Objective ▸
Copy out every line of the data below verbatim, changing nothing.

Data listing
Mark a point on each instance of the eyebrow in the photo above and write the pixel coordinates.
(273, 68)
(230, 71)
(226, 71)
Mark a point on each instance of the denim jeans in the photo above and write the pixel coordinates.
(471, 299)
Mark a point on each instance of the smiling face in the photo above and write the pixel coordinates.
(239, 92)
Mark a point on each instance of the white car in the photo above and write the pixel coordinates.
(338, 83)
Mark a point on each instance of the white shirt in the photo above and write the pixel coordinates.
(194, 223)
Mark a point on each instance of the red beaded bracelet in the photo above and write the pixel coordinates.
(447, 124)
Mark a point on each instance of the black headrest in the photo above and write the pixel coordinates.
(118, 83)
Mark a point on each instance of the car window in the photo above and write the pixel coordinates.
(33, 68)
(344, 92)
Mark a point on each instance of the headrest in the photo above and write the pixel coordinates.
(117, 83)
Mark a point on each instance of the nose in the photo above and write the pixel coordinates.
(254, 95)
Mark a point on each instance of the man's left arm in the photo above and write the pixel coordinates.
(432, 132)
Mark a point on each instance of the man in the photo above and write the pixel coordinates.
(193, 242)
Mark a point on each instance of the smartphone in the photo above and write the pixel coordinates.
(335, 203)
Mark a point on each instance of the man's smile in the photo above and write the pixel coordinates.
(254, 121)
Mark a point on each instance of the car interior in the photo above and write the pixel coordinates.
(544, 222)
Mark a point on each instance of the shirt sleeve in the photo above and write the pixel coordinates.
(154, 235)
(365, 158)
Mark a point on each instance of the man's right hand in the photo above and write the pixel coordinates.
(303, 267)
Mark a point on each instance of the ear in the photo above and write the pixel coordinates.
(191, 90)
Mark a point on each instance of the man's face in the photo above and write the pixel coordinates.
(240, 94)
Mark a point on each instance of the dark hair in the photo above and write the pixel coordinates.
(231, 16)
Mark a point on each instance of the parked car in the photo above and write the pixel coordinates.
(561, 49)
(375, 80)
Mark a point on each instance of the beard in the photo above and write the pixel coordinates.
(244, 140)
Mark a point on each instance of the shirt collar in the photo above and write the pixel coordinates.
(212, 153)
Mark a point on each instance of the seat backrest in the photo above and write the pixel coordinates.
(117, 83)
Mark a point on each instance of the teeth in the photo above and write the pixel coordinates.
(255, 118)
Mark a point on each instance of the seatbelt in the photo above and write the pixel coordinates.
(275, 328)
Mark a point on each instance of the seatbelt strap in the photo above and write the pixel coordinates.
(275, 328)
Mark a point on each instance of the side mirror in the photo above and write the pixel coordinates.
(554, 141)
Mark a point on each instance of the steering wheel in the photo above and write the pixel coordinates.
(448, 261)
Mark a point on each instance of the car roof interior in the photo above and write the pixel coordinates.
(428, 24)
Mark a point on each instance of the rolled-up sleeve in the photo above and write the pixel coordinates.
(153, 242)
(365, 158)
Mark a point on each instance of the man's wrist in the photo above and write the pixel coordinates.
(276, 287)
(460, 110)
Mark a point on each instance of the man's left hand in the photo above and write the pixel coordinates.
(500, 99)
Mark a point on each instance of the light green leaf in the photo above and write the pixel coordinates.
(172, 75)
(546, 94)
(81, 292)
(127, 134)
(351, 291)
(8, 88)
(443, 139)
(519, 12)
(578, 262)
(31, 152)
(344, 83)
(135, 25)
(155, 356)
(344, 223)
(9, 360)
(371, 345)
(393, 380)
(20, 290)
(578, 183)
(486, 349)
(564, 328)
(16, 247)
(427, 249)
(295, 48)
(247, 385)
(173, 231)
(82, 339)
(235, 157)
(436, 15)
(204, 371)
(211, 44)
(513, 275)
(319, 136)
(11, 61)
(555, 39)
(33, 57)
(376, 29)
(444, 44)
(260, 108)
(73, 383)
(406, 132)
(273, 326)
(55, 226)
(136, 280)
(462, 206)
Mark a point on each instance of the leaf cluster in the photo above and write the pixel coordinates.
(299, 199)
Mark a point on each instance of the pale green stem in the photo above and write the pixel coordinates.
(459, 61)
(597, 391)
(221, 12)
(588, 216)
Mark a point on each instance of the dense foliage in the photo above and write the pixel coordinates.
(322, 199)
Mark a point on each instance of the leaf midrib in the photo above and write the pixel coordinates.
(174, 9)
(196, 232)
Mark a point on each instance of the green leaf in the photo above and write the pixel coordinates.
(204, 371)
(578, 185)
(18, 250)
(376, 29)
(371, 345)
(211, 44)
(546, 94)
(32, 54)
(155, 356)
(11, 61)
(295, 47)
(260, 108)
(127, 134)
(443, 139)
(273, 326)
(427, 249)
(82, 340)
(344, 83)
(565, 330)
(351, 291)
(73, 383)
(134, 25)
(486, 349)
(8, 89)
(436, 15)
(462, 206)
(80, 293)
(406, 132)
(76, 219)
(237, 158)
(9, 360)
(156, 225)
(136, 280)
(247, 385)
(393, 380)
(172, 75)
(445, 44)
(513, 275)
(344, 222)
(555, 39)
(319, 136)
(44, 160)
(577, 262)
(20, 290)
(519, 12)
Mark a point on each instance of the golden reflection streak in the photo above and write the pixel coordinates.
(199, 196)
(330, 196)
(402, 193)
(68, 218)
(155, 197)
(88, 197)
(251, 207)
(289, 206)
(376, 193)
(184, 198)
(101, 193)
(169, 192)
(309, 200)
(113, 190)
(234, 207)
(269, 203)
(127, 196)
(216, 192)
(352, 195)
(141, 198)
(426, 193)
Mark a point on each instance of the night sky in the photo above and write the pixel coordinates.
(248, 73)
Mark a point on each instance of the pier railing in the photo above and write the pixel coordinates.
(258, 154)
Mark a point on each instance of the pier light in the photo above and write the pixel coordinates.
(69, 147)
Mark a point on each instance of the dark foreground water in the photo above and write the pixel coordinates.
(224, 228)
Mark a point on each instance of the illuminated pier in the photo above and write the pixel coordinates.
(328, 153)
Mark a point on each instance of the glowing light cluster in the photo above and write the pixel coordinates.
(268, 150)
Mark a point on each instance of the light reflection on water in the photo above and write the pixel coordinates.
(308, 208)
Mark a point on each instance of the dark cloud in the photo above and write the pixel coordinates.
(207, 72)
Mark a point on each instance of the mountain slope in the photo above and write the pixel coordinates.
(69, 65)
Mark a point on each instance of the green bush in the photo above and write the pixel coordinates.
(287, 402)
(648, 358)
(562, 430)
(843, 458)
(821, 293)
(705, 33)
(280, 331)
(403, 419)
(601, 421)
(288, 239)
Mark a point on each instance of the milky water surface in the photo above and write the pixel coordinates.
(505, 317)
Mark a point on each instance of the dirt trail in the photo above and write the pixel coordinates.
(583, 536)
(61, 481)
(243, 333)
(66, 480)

Answer below ▸
Mark a point on each instance of the eyebrow in the photo above and write the pixel coordinates.
(273, 68)
(230, 71)
(226, 71)
Mark a point on each instance of the denim jeans in the photo above and write the pixel coordinates.
(471, 299)
Mark a point on each instance of the smiling face in the photo above and write the pixel coordinates.
(239, 92)
Mark a point on each instance of the white car in the photo above and write the pixel coordinates.
(338, 83)
Mark a point on each instance of the white shirt in the photo above and write the pixel coordinates.
(194, 223)
Mark a point on each instance of the red beaded bracelet in the photo above and write the pixel coordinates.
(447, 124)
Mark a point on each instance of the black headrest in the photo above and write the pixel coordinates.
(118, 83)
Mark a point on each instance of the car window in the photo above and write the pixel coordinates.
(33, 68)
(344, 92)
Mark a point on each instance of the headrest in the photo above and write the pixel coordinates.
(117, 83)
Mark a point on each instance of the nose in the photo above and write the pixel coordinates.
(254, 95)
Mark a point on each instance of the man's left arm in the photo above and write the pixel coordinates.
(432, 132)
Mark a point on each instance of the man in the photo above and write the pixel coordinates.
(193, 242)
Mark a point on each instance of the smartphone in the photo above and write the pixel coordinates.
(335, 203)
Mark a point on each instance of the man's smile in the photo above and write the pixel coordinates.
(254, 121)
Mark a point on each instance of the car interior in the photo above and write the pixel coordinates.
(544, 222)
Mark a point on each instance of the shirt sleeve in the photo above and write the pixel coordinates.
(154, 235)
(365, 158)
Mark a point on each instance of the man's right hand in the photo above and write the pixel coordinates.
(303, 267)
Mark a point on each instance of the ear in the photo above and write the pixel coordinates.
(191, 90)
Mark a point on each instance of the man's face in the photo above and write the pixel coordinates.
(240, 94)
Mark a point on each instance of the dark hair in the photo above and write the pixel coordinates.
(231, 16)
Mark a point on each instance of the parked car in the photo above and write the pixel coordinates.
(561, 49)
(375, 80)
Mark a point on each instance of the beard in the photo above and write the pixel coordinates.
(244, 140)
Mark a point on each instance of the shirt collar in the photo above and write the pixel coordinates.
(212, 153)
Mark a point on each instance of the seat backrest in the photo above and write the pixel coordinates.
(117, 83)
Mark a point on each instance of the teeth in the photo above and write the pixel coordinates.
(255, 118)
Mark a point on each instance of the seatbelt in the photo above and write the pixel coordinates.
(275, 328)
Mark a point on each instance of the seatbelt strap in the photo above and write the pixel coordinates.
(275, 328)
Mark a point on each instance of the side mirror in the photo above and write the pixel coordinates.
(554, 141)
Mark a point on each instance of the steering wheel in the photo above and write the pixel coordinates.
(448, 261)
Mark a point on each instance of the car roof interior in the photo above and write the pixel coordinates.
(428, 24)
Mark a point on each instance of the rolled-up sleeve in the photo above and write the pixel coordinates.
(153, 242)
(365, 158)
Mark a point on each instance of the man's wrist in the photo above and write the pixel coordinates.
(276, 287)
(460, 110)
Mark a point on each instance of the man's left hand in the photo above and write the pixel coordinates.
(500, 99)
Mark a point on each instance of the light green leaf in the photo above and write the pixel coordinates.
(172, 75)
(546, 94)
(81, 292)
(127, 134)
(351, 291)
(8, 88)
(443, 139)
(519, 12)
(578, 262)
(31, 152)
(344, 83)
(135, 25)
(155, 356)
(344, 223)
(9, 360)
(371, 345)
(393, 380)
(20, 290)
(578, 183)
(486, 349)
(564, 328)
(16, 247)
(427, 249)
(295, 48)
(247, 385)
(173, 231)
(82, 339)
(235, 157)
(436, 15)
(204, 371)
(211, 44)
(513, 275)
(319, 136)
(11, 61)
(555, 39)
(33, 57)
(376, 29)
(444, 44)
(260, 108)
(73, 383)
(406, 132)
(273, 326)
(55, 226)
(136, 280)
(462, 206)
Mark a point on each instance of the leaf cluster in the photo above and write the pixel coordinates.
(299, 199)
Mark a point on each instance of the pale green stem in the photo above and write the pixel coordinates.
(459, 61)
(597, 391)
(221, 12)
(588, 216)
Mark a point on each instance of the dense foliage in the photo above and write the pixel coordinates.
(322, 199)
Mark a point on each instance of the leaf midrib in the photo above and write the pixel coordinates.
(174, 9)
(196, 232)
Mark a point on each instance of the green leaf in the photo above and write the pixel coordinates.
(204, 371)
(578, 185)
(18, 250)
(376, 29)
(371, 345)
(211, 44)
(546, 94)
(32, 54)
(155, 356)
(11, 61)
(295, 47)
(260, 108)
(127, 134)
(443, 139)
(273, 326)
(427, 249)
(82, 340)
(344, 83)
(565, 330)
(351, 291)
(73, 383)
(134, 25)
(486, 349)
(8, 89)
(436, 15)
(462, 206)
(80, 293)
(406, 132)
(76, 219)
(237, 158)
(9, 360)
(156, 225)
(136, 280)
(247, 385)
(393, 380)
(172, 75)
(445, 44)
(513, 275)
(344, 222)
(555, 39)
(319, 136)
(44, 160)
(577, 262)
(20, 290)
(519, 12)
Mark a point on each instance of the golden reflection streak in the photo above and write the pixel coordinates.
(199, 196)
(330, 196)
(402, 193)
(68, 218)
(155, 197)
(88, 197)
(251, 207)
(289, 206)
(376, 193)
(184, 198)
(101, 193)
(169, 192)
(309, 200)
(113, 190)
(234, 207)
(269, 203)
(127, 196)
(216, 192)
(352, 195)
(141, 198)
(426, 193)
Mark a point on each instance of the night sky in the photo above and write the pixel coordinates.
(248, 73)
Mark a point on each instance of the pier railing in the photo above and write the pixel coordinates.
(258, 154)
Mark a point on each instance of the pier light in the photo above and write the pixel coordinates.
(69, 147)
Mark a point on each instance of the dark foreground water in the photo above and write the pixel coordinates.
(224, 228)
Mark a point on each instance of the illuminated pier in the photo above and write the pixel coordinates.
(328, 153)
Mark a point on each instance of the glowing light cluster in the photo above and write the pixel coordinates.
(268, 150)
Mark a point on each instance of the light reflection on water in the photo above and write the pixel coordinates.
(308, 208)
Mark a point on each instance of the dark cloud in the photo above and write the pixel coordinates.
(207, 72)
Mark a point on each instance of the mountain slope in the photo above and write the pixel coordinates.
(69, 65)
Mark a point on each instance of the green bush in the photo above and write the pixel coordinates.
(287, 402)
(648, 358)
(562, 430)
(843, 458)
(821, 293)
(705, 33)
(280, 331)
(403, 419)
(601, 421)
(288, 239)
Mark a point on each instance of the milky water surface in the photo above and write the pixel coordinates.
(505, 317)
Mark a point on each instance of the dirt trail in the photo above and write the pixel coordinates.
(583, 536)
(61, 481)
(243, 333)
(66, 480)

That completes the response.